◆ TO DO:
- A) From the piece on teen depression below, list the behaviors that most parents use to describe their teenager.
- B) Go on writing the piece on teen depression below, picking up right after its final question.

How do I know if he’s depressed or if this is just normal teenage behavior?
This mom could no longer tell the difference between teen angst and moodiness and something more serious. She brought her son to my counseling office and asked the question that echoes concerns I’ve heard from parents through the years, both as a therapist and a ministry leader.
Under this mom’s concern is the fear many parents have when it comes to the issue of depression and teenagers: Am I going to miss something crucial in their mental health which could lead to serious consequences?
This is a good instinct, because like many issues related to mental health, there are two really important factors that frequently obscure the true nature of what is going on: First, depression itself can be somewhat tricky to diagnose, not to mention deciding what type of depression is at hand. Second, there are cultural contexts in which talk of depression (like that of anxiety) brings about lots of shame and guilt, often driving those who suffer from it underground in order to avoid any stigma.
Most parents can paint a picture that describe their teenager’s behavior as (though not limited to) moping around the house, spending inordinate amounts of time alone in their room, seeming emotionally short-fused in verbal tone and responses, and generally refusing to engage in family activities. These are some of the things that often stand out when concerns begin to creep up about depression.
The problem, of course, is that most of us can recall times in our adolescent years when we mimicked similar behavior, and we may have not been depressed. I vividly remember a time when I was about 17 years old and my dad sat me down and told me that it felt like they were running a hotel and restaurant for me and that I showed little desire to engage with the rest of the family. Was I depressed? Possibly. But I was also 17 and in the midst of significant transitions in my life surrounding school, identity/relationship/faith formation, not to mention all the changes in brain development. 1
So how do we understand depression at work in the lives of our teenagers?

◆ DATASET EXCERPTS:
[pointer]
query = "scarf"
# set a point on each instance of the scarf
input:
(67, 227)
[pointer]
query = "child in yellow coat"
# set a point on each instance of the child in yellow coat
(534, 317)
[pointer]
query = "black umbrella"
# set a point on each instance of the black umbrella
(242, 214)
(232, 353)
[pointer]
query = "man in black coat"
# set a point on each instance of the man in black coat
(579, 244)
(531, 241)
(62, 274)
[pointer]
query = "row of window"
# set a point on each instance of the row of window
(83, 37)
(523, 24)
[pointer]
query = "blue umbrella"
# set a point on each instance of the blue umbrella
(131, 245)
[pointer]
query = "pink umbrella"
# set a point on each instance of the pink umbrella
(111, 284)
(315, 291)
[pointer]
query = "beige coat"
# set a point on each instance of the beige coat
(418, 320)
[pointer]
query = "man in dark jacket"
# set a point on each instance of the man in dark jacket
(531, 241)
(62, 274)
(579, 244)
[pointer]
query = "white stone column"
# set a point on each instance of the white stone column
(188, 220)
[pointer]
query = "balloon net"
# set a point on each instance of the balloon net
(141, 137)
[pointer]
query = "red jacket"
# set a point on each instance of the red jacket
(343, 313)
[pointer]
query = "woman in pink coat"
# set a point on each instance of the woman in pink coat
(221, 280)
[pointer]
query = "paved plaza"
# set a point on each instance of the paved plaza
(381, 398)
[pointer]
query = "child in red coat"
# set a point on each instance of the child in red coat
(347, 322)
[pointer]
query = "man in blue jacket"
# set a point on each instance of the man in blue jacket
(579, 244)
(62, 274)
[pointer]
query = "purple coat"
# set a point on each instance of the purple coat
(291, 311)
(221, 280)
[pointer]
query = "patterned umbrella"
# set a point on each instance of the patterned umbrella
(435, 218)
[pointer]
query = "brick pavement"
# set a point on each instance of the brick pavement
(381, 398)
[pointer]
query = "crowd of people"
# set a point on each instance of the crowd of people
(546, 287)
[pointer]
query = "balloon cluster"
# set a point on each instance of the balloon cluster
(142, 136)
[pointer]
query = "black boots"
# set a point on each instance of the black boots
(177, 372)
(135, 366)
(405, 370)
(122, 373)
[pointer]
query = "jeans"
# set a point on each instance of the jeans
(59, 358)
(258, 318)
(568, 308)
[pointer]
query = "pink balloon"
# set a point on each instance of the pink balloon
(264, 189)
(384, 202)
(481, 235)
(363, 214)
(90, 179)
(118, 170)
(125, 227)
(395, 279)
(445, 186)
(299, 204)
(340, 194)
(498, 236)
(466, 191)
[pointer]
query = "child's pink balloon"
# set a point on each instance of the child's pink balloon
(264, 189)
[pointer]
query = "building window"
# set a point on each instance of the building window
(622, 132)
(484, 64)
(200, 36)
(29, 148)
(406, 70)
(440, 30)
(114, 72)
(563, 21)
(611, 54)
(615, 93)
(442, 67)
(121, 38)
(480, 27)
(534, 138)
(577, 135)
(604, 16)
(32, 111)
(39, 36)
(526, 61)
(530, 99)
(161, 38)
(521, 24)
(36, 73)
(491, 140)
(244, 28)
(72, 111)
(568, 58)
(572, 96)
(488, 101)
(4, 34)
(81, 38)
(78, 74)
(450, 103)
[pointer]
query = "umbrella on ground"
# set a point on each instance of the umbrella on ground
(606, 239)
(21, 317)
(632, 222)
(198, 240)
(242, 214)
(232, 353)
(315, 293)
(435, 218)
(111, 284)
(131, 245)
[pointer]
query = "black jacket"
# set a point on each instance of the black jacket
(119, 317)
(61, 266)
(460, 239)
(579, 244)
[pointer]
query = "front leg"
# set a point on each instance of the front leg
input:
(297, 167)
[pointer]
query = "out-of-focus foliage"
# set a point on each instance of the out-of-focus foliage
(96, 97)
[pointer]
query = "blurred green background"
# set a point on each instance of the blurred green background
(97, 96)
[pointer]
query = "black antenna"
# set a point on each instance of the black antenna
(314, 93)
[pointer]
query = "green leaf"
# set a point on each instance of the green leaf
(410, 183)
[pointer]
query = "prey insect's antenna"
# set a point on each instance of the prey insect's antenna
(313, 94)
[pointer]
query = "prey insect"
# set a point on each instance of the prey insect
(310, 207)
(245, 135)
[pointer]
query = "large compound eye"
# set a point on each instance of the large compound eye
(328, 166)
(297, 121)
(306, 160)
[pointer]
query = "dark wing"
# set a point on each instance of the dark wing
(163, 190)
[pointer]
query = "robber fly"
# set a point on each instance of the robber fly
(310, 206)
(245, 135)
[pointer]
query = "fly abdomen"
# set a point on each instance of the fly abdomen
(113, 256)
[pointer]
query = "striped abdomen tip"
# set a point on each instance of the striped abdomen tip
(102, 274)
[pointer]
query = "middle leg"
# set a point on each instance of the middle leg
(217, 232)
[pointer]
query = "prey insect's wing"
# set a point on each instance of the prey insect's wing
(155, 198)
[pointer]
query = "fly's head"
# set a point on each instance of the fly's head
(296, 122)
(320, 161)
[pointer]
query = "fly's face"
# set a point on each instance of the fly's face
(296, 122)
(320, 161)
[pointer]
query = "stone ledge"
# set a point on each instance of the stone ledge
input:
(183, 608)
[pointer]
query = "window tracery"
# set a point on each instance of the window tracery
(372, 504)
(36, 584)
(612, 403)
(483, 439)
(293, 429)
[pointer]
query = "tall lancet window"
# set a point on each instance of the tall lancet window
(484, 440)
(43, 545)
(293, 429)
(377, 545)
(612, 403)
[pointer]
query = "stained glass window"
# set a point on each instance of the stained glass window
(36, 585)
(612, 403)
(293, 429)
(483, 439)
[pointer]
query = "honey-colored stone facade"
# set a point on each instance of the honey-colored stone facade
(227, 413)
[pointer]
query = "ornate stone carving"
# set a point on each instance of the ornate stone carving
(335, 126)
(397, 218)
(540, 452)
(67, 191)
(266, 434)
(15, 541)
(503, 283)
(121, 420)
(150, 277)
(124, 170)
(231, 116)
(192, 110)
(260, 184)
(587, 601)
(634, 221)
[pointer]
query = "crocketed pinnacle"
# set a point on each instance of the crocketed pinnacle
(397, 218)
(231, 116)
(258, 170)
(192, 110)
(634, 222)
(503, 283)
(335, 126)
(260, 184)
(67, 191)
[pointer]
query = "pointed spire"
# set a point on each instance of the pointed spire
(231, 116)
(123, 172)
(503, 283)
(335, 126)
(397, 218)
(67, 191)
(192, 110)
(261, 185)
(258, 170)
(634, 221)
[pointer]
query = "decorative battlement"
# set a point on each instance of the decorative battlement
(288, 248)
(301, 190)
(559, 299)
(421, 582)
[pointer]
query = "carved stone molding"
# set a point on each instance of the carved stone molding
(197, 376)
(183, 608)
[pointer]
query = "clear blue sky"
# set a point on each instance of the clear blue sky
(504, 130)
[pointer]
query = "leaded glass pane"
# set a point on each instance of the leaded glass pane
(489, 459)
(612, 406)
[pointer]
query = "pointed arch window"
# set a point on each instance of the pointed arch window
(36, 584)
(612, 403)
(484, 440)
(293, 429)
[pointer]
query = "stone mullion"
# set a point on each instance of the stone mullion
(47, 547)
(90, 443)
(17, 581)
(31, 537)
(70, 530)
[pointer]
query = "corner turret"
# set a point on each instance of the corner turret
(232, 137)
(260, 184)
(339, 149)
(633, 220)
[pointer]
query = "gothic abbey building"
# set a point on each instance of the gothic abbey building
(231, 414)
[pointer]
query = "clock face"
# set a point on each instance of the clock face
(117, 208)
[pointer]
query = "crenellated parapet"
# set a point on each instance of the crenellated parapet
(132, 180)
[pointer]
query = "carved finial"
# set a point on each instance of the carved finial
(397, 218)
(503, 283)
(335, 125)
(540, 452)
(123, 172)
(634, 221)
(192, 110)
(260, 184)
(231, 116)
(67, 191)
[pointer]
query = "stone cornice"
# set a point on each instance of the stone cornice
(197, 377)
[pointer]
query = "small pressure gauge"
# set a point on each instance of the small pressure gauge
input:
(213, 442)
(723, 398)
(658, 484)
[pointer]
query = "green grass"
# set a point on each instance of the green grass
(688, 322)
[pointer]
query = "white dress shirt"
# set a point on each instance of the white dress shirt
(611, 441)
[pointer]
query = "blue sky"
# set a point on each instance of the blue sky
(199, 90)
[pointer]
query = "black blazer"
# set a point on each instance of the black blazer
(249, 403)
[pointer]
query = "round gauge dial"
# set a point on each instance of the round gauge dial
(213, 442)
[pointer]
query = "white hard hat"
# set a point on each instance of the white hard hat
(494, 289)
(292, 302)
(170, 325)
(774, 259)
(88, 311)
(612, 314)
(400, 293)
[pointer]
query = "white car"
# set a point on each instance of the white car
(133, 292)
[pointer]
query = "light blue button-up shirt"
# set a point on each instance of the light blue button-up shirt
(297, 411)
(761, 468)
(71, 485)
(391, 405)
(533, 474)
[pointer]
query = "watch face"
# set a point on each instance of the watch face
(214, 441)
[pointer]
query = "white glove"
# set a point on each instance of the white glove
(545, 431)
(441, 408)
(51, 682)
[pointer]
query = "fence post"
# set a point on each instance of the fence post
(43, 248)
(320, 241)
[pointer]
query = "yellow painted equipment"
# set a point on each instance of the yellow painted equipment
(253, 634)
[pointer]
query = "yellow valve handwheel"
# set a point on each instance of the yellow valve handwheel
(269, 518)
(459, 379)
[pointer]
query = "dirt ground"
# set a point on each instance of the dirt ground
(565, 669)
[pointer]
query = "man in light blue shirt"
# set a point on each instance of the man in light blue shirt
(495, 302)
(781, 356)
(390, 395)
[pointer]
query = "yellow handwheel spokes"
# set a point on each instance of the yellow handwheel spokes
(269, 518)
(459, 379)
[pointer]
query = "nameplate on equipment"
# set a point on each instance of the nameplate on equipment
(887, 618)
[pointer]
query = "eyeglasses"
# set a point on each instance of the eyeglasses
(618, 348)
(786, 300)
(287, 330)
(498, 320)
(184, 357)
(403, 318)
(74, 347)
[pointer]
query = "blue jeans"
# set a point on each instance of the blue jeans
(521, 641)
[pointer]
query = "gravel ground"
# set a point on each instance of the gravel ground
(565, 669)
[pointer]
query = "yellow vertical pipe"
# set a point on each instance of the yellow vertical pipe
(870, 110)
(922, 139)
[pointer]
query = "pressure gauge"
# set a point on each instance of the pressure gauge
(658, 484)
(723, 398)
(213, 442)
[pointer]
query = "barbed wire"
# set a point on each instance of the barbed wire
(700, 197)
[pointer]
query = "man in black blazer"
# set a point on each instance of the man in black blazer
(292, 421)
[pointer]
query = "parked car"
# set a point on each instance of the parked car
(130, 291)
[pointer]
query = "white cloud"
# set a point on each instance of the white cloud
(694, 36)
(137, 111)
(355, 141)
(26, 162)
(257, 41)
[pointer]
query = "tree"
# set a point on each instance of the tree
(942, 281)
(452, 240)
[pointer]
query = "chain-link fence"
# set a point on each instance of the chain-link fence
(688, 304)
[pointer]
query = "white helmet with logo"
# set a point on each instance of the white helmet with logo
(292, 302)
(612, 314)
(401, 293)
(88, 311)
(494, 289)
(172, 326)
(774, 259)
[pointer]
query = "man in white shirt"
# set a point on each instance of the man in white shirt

◆ RESPONSES BY TASK:
- A)
- Moping around the house
- Spending inordinate amounts of time alone in their room
- Seeming emotionally short-fused in verbal tone and responses
- Generally refusing to engage in family activities

- B)
The Anxiety and Depression Association of America write that:
“Depression is a condition in which a person feels discouraged, sad, hopeless, unmotivated, or disinterested in life in general. When these feelings last for a short period of time, it may be a case of ‘the blues.’ But when such feelings last for more than two weeks and when the feelings interfere with daily activities such as taking care of family spending time with friends, or going to work or school, it’s likely a major depressive episode." 2
The National Institute of Mental Health (NIMH) reports that “About 11 percent of adolescents have a depressive disorder by age 18" 3 and that in the past it was thought that young people actually couldn’t suffer from true clinical depression. But today we know so much more about depression. The NIMH reports, “We now know that youth who have depression may show signs that are slightly different from the typical adult symptoms of depression. Children who are depressed may complain of feeling sick, refuse to go to school, cling to a parent or caregiver, or worry excessively that a parent may die. Older children and teens may sulk, get into trouble at school, be negative or grouchy, or feel misunderstood." 4
When you look at the research on depression and its symptoms, you will find a list that runs across organizations and resources like the NIMH, ADAA, and the DSM. Some of the symptoms of depression that you might notice in your teenager include:
persistent feeling of being sad or anxious, or describing themselves as feeling “empty”.
a loss of interest in activities that your teenager used to find pleasurable like a particular hobby, sport, or time with friends.
change in eating habits (not eating/overeating) and sleeping habits (inability to sleep/sleeping a lot).
describing themselves in ways that are shaming, as well as talking about feeling worthless and helpless.
decreased level of energy and fatigue, and an inability to concentrate on tasks or make decisions.
change in mood (irritability, irrationality, etc.)
thoughts and talk of suicide.
physical issues such as aches and pain, or digestive issues that don’t seem to go away.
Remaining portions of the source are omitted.